What this task involves:
Some lines of the records below include the word "steel". Report how many, and write nothing besides the number.

*** Extracted data Section Begins ***

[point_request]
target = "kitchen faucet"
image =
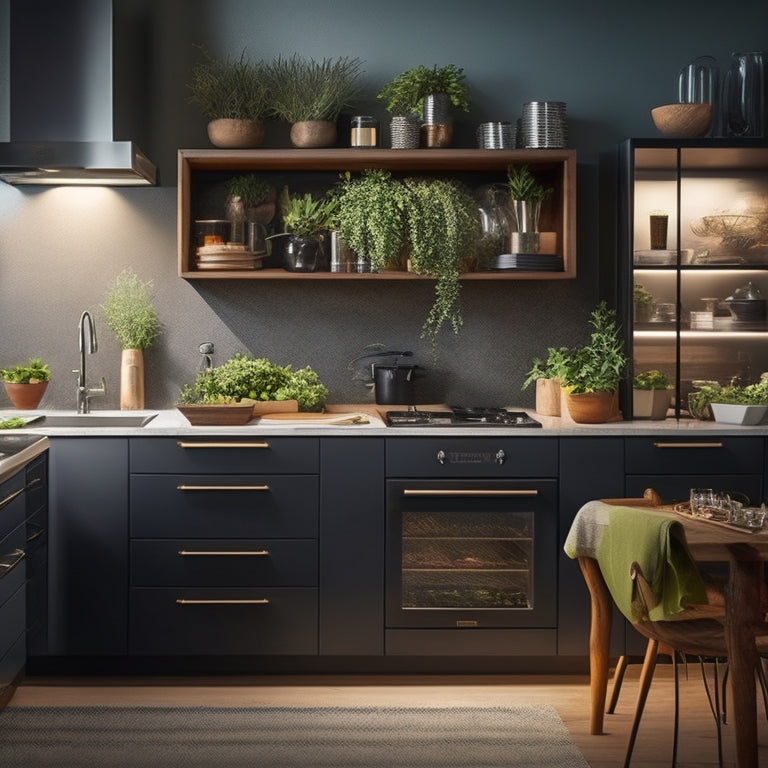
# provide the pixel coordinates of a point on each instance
(84, 392)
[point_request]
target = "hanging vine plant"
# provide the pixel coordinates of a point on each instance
(443, 233)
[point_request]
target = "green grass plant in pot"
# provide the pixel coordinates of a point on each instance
(132, 317)
(590, 374)
(310, 95)
(651, 395)
(26, 383)
(234, 95)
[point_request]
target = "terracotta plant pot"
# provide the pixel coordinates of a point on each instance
(236, 134)
(313, 133)
(592, 407)
(650, 403)
(26, 397)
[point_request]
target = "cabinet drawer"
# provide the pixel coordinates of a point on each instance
(473, 457)
(285, 624)
(12, 509)
(680, 455)
(228, 455)
(12, 564)
(224, 563)
(211, 506)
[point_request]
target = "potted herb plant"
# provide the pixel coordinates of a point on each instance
(740, 404)
(26, 383)
(590, 374)
(430, 92)
(546, 375)
(311, 95)
(526, 195)
(234, 95)
(443, 230)
(650, 395)
(370, 217)
(132, 317)
(307, 220)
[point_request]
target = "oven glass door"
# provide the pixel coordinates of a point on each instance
(471, 553)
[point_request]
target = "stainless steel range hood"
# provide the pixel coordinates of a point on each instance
(61, 99)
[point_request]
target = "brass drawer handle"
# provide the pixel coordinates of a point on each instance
(687, 445)
(185, 444)
(222, 487)
(464, 492)
(257, 601)
(251, 553)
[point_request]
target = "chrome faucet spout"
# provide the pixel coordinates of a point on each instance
(84, 392)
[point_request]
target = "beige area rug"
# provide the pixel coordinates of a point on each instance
(283, 737)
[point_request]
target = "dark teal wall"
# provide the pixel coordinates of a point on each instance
(610, 62)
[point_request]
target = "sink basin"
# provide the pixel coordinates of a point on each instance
(95, 420)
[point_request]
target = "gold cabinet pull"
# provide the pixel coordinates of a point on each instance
(256, 601)
(468, 492)
(234, 553)
(222, 487)
(687, 445)
(185, 444)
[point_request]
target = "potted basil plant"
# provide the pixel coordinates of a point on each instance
(650, 395)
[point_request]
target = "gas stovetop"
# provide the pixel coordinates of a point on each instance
(461, 417)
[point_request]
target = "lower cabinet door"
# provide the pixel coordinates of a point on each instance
(218, 621)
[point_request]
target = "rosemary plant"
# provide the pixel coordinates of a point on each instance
(304, 89)
(130, 313)
(230, 88)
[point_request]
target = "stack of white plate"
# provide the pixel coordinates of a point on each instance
(543, 124)
(228, 256)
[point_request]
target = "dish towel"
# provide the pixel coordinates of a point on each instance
(624, 538)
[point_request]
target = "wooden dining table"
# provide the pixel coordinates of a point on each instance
(709, 542)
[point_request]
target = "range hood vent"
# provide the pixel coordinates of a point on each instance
(61, 99)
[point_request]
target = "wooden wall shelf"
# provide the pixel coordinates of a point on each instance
(201, 170)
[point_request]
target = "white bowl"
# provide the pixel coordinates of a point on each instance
(748, 415)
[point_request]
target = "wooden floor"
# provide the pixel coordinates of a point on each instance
(569, 695)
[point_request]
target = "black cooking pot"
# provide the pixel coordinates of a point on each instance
(394, 384)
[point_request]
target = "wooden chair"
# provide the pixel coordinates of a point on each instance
(696, 631)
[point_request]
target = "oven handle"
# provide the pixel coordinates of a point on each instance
(522, 492)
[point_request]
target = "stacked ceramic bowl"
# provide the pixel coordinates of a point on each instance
(543, 124)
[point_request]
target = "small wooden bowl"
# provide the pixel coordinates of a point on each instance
(682, 121)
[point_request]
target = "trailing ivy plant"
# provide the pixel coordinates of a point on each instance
(443, 231)
(371, 216)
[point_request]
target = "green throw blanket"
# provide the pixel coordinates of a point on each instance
(619, 537)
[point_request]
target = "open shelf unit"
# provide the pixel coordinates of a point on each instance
(202, 176)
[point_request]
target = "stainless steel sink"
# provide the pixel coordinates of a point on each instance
(95, 420)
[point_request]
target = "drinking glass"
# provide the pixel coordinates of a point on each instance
(702, 502)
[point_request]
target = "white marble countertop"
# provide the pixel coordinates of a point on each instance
(170, 422)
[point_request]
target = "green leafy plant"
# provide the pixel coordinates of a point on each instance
(652, 379)
(370, 216)
(404, 93)
(443, 229)
(305, 89)
(32, 372)
(551, 368)
(306, 215)
(599, 365)
(523, 185)
(230, 88)
(245, 377)
(130, 312)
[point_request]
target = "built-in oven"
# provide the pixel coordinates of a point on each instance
(473, 547)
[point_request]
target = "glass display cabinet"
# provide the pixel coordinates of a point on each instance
(693, 261)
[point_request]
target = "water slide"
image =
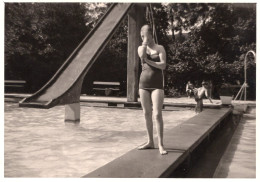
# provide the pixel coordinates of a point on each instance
(65, 86)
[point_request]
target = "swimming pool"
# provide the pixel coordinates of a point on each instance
(38, 143)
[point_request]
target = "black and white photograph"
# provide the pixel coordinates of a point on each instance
(149, 89)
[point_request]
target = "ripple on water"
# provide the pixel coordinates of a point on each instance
(38, 143)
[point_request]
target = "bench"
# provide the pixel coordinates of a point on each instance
(182, 143)
(107, 87)
(14, 85)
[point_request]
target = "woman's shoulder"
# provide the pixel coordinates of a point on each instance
(160, 47)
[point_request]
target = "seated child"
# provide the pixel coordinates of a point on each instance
(199, 93)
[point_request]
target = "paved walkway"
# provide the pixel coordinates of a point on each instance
(181, 100)
(239, 159)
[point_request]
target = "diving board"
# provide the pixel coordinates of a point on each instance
(180, 142)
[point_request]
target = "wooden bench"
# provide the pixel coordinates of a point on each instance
(14, 85)
(181, 143)
(107, 87)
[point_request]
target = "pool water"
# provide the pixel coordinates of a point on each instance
(38, 143)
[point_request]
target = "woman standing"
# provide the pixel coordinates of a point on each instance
(151, 86)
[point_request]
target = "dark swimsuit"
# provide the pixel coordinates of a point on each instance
(151, 78)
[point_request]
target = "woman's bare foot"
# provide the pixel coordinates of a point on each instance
(148, 145)
(162, 150)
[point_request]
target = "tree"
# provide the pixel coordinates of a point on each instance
(216, 45)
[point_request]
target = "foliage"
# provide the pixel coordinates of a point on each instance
(39, 37)
(218, 39)
(208, 42)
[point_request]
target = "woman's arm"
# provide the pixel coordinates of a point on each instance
(160, 65)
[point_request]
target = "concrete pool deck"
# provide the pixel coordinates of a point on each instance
(189, 102)
(40, 144)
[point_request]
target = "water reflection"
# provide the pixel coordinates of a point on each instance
(38, 143)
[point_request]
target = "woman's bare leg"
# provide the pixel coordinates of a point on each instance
(146, 102)
(157, 100)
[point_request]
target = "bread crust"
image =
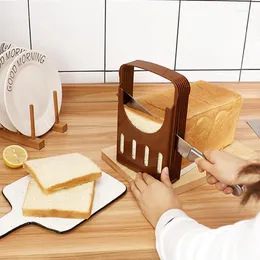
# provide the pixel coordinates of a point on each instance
(55, 213)
(64, 185)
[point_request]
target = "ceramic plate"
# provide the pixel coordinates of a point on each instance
(6, 59)
(4, 46)
(31, 79)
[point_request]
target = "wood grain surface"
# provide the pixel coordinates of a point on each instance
(119, 231)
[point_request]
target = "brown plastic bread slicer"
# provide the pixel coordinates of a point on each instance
(153, 151)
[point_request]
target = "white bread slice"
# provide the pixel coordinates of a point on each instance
(142, 121)
(74, 202)
(62, 171)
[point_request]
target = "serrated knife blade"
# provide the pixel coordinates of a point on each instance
(191, 154)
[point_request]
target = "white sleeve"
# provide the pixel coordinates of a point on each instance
(179, 237)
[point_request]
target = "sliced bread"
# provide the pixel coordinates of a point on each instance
(74, 202)
(62, 171)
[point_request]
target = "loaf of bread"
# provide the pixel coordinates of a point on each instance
(62, 171)
(212, 117)
(75, 202)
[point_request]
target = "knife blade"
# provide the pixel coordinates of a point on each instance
(191, 154)
(133, 103)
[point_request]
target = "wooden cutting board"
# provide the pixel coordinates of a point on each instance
(188, 181)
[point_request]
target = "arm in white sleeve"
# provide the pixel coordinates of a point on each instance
(179, 237)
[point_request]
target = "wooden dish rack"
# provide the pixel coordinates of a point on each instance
(33, 141)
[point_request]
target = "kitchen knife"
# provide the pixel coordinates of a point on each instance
(191, 154)
(131, 102)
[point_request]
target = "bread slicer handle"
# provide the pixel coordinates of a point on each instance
(10, 222)
(238, 189)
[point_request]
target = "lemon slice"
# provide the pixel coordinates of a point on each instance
(14, 156)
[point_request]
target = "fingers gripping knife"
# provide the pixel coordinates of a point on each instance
(157, 150)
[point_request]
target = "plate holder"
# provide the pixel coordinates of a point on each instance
(33, 141)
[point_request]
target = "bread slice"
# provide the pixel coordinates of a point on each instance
(74, 202)
(62, 171)
(144, 122)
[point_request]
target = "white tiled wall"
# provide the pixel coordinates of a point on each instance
(89, 40)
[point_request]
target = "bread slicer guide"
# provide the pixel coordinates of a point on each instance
(153, 151)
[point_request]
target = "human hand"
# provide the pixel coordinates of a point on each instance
(222, 169)
(154, 197)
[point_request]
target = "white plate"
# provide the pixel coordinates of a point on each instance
(4, 46)
(107, 190)
(31, 79)
(6, 59)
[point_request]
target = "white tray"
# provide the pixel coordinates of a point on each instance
(107, 189)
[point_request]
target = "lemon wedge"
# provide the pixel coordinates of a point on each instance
(14, 156)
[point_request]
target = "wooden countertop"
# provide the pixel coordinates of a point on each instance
(119, 231)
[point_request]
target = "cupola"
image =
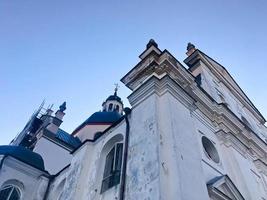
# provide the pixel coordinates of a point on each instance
(113, 103)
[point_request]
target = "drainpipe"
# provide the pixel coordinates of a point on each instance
(125, 154)
(50, 179)
(2, 161)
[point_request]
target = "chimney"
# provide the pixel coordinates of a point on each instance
(190, 49)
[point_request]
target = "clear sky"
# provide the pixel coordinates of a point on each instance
(74, 51)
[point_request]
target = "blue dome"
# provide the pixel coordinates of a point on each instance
(100, 118)
(114, 98)
(103, 117)
(24, 155)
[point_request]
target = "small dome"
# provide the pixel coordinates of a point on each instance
(24, 155)
(151, 43)
(103, 117)
(114, 98)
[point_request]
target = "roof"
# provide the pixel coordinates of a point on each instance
(24, 155)
(62, 138)
(102, 117)
(114, 98)
(67, 138)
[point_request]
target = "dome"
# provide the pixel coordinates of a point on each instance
(100, 118)
(24, 155)
(114, 98)
(103, 117)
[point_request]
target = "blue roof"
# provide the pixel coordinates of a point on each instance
(24, 155)
(67, 138)
(103, 117)
(114, 97)
(100, 118)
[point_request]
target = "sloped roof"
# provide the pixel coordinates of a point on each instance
(67, 138)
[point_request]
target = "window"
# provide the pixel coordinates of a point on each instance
(9, 192)
(110, 107)
(245, 121)
(198, 80)
(112, 171)
(117, 108)
(210, 150)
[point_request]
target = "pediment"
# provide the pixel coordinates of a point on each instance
(222, 188)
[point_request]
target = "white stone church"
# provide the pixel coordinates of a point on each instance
(191, 134)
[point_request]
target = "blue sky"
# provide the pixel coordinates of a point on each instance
(74, 51)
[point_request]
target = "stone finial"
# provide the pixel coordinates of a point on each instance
(151, 43)
(190, 49)
(63, 107)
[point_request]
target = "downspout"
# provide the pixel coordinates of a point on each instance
(125, 154)
(2, 161)
(51, 178)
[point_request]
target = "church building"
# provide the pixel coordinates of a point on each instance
(191, 134)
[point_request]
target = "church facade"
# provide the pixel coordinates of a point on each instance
(191, 134)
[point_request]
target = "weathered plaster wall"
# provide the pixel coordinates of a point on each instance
(88, 132)
(55, 157)
(180, 158)
(143, 171)
(83, 178)
(31, 182)
(213, 87)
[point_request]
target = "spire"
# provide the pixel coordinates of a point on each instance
(190, 49)
(113, 103)
(151, 43)
(116, 89)
(63, 107)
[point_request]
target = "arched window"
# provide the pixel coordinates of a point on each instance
(117, 108)
(10, 192)
(110, 107)
(112, 171)
(245, 121)
(210, 150)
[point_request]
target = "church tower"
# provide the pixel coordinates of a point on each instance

*** Extracted data Section Ends ***

Your response:
2